DOCUMENT SECTION »
** Start **

WASHINGTON (AP) — A jury was picked Monday in the trial of a lawyer for the Hillary Clinton presidential campaign who is accused of lying to the FBI as it investigated potential ties between Donald Trump and Russia in 2016.

The case against Michael Sussmann, a cybersecurity attorney who represented the Clinton campaign in 2016, is the first trial arising from the ongoing investigation by special counsel John Durham and will test the strength of evidence he and his team have gathered while scrutinizing the early days of the Trump-Russia probe for potential misconduct.

Sussmann appeared in court with his lawyers Monday as both sides worked to select jurors to hear the case, which is expected to last about two weeks. Prospective jurors who had already filled out questionnaires filed one-by-one into the courtroom to answer follow-up questions about topics including political contributions during the 2016 election and their opinions on lawyers and the criminal justice system.

The jury was finalized soon after 5 p.m. on Monday. Opening statements are set for Tuesday.

The case alleges a single false statement by Sussmann, but the stakes are high nonetheless: An acquittal is likely to hasten questions about the Durham probe’s purpose and cost to taxpayers while a guilty verdict will almost certainly energize Trump supporters who have long looked to Durham to expose what they see as biased treatment of the former president.

Sussmann is accused of misleading the FBI’s then-general counsel during a September 2016 meeting in which he presented research showing what he said might be a suspicious backchannel of communications between computer servers of the Trump Organization and Russia-based Alfa Bank.

Prosecutors allege Sussmann lied by saying that he wasn’t attending the meeting on behalf of any particular client when they say he was actually acting on behalf of two clients: the Clinton campaign and a technology executive who had helped assemble the computer data.

Durham’s team says that had the FBI been told the truth, it would have factored into the bureau’s assessment of the credibility of the Alfa Bank claims as it weighed whether to begin investigating. The FBI did look into the matter but ultimately found nothing suspicious.

** End **

SET PROBLEM 1 »
Answer these from the article on the Sussmann trial, one per line:
(a) When was the jury finalized?
(b) How long is the case expected to last?
(c) Which bank's servers were said to be communicating with Trump Organization servers?
SET PROBLEM 2 » Pick up the article on the Sussmann trial after its final sentence and write the next few paragraphs.

EXTRACTED RECORDS »

** Start **

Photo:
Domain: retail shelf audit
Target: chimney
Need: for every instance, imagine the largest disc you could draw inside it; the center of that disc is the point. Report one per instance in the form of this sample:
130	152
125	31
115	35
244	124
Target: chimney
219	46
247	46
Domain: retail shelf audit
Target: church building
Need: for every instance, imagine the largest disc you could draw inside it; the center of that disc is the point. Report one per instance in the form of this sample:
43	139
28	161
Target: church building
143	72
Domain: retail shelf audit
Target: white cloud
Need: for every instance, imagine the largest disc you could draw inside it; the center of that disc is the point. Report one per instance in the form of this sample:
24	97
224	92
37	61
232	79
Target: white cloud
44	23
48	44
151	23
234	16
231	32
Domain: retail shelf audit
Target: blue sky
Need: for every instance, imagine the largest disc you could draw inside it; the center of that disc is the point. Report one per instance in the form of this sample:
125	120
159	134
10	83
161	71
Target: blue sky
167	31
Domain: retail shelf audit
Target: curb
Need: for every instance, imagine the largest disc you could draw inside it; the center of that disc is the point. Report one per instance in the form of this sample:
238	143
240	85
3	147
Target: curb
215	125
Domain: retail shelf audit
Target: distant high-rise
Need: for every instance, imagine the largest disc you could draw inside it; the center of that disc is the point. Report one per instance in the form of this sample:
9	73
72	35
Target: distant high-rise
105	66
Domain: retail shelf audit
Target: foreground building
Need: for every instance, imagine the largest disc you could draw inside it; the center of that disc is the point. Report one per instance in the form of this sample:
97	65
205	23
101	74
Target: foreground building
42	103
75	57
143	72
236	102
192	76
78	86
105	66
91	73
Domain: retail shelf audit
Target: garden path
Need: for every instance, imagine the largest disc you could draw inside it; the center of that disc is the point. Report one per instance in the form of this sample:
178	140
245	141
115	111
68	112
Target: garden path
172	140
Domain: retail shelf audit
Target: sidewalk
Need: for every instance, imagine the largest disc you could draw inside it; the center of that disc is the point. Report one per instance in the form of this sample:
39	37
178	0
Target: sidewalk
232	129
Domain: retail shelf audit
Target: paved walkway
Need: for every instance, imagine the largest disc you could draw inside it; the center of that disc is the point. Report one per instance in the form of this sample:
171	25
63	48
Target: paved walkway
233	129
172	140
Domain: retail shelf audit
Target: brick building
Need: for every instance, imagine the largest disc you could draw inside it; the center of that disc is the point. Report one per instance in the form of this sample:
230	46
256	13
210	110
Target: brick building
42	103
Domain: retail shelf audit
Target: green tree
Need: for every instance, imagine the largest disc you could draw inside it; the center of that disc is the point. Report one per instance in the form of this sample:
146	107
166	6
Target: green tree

** End **

WRITTEN RESPONSE 1 »
(a) Soon after 5 p.m. on Monday.
(b) About two weeks.
(c) Russia-based Alfa Bank.

WRITTEN RESPONSE 2 »
Sussmann’s lawyers deny he lied but say the alleged misstatement isn’t relevant in any event since there’s no evidence that what the FBI knew or didn’t know about his political affiliations had any bearing on its decision-making about whether to investigate.

Durham was appointed in 2019 by then-Attorney General William Barr to look for any misconduct as the U.S. government was examining potential coordination between Russia and the 2016 Trump campaign to tip the outcome of the election. An investigation by an earlier special counsel, Robert Mueller, did not find a criminal conspiracy between Russia and the Trump campaign though it did find that Russia sought to aid Trump’s election bid.

The Alfa Bank matter was a peripheral part of the FBI’s investigation and the allegations of furtive contact were not even mentioned in Mueller’s 2019 report.

Durham’s work has resulted in three criminal cases, but only the one against Sussmann has reached trial.

In 2020, a former FBI lawyer named Kevin Clinesmith pleaded guilty to altering an email related to secret FBI surveillance of an ex-Trump campaign adviser, Carter Page. In applying for warrants to eavesdrop on Page, the FBI relied on research files of anti-Trump information known colloquially as the “Steele dossier” that contained rumors and uncorroborated claims.

Last year, Durham charged a Russia analyst who was a source for that dossier with lying to the FBI about his own sources of information — among them, a longtime Hillary Clinton supporter. Igor Danchenko has pleaded not guilty. The case is pending.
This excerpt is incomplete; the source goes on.